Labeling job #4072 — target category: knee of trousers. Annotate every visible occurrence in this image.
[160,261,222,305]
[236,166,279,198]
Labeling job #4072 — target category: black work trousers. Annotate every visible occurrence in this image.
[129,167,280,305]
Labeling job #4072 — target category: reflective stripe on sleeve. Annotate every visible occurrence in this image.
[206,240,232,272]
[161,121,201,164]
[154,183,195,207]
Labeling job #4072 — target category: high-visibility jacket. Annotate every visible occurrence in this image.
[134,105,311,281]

* * *

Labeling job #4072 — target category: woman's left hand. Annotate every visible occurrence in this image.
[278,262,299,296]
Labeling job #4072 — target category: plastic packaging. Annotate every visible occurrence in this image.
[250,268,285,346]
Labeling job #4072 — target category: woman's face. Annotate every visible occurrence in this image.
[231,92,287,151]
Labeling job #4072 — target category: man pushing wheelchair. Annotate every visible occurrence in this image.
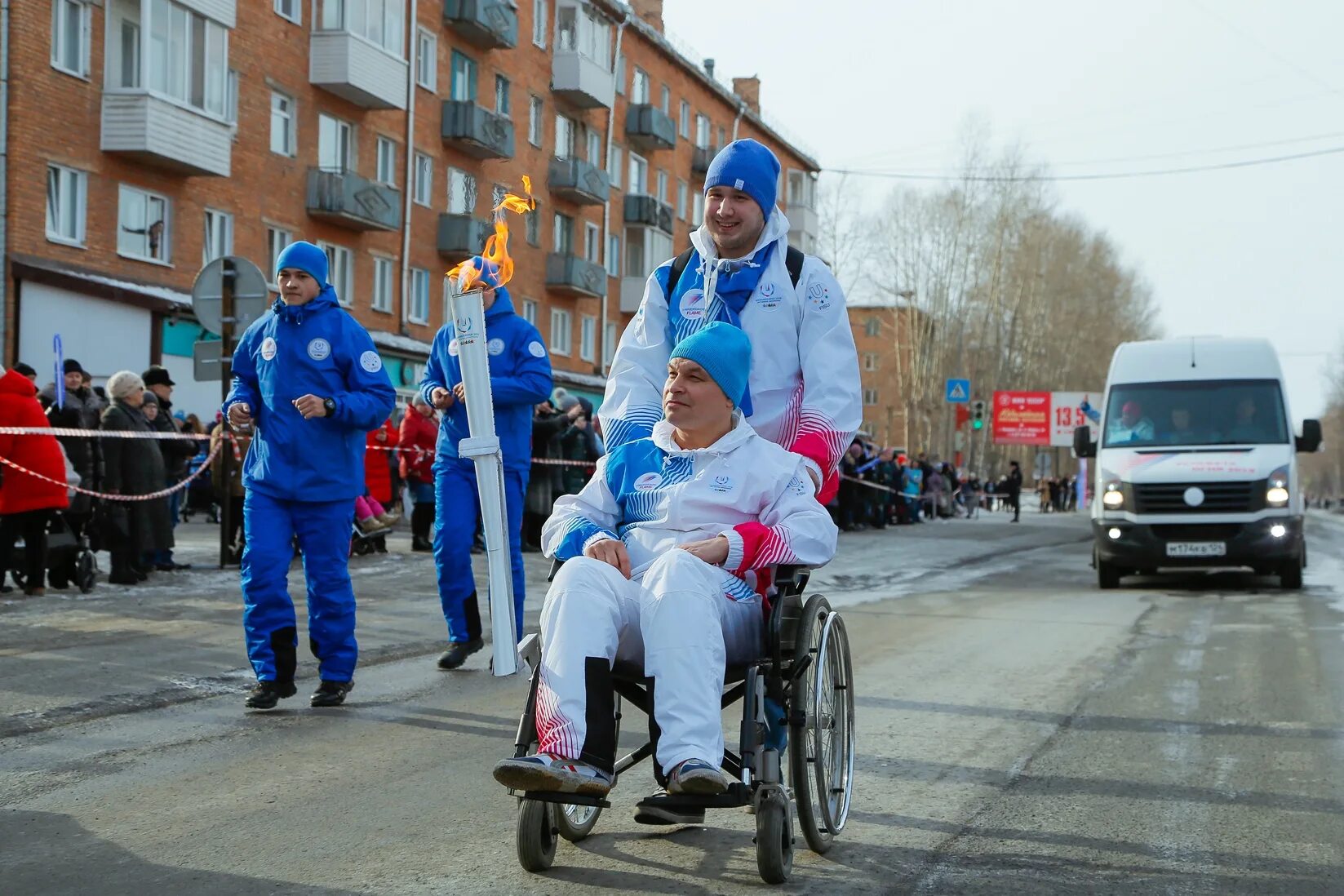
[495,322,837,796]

▶ [Your instructions]
Update the records in the stretch from the line containing "Labeling job #4072 — target category: knee" through the line containing "[134,105,311,281]" by replacing "trousers" with "pants", leaving everything else unchanged. Return only those lines.

▶ [Reply]
Labeling job #4072 — target category: knee of pants. Annotate every visible occurrence in this image.
[160,261,222,305]
[236,166,279,198]
Labeling job #4072 — target category: black work pants. Annotate every visible occurrence in this image.
[129,167,280,305]
Labeling job #4072 — target category: reflective stripe on sleeve. Annotate every visible occurrence in this image.
[206,240,232,272]
[161,121,201,164]
[154,183,195,207]
Labeling job #4072 — target category: high-visibility jacket. Annotate every visible occurrence in this image.
[134,105,311,281]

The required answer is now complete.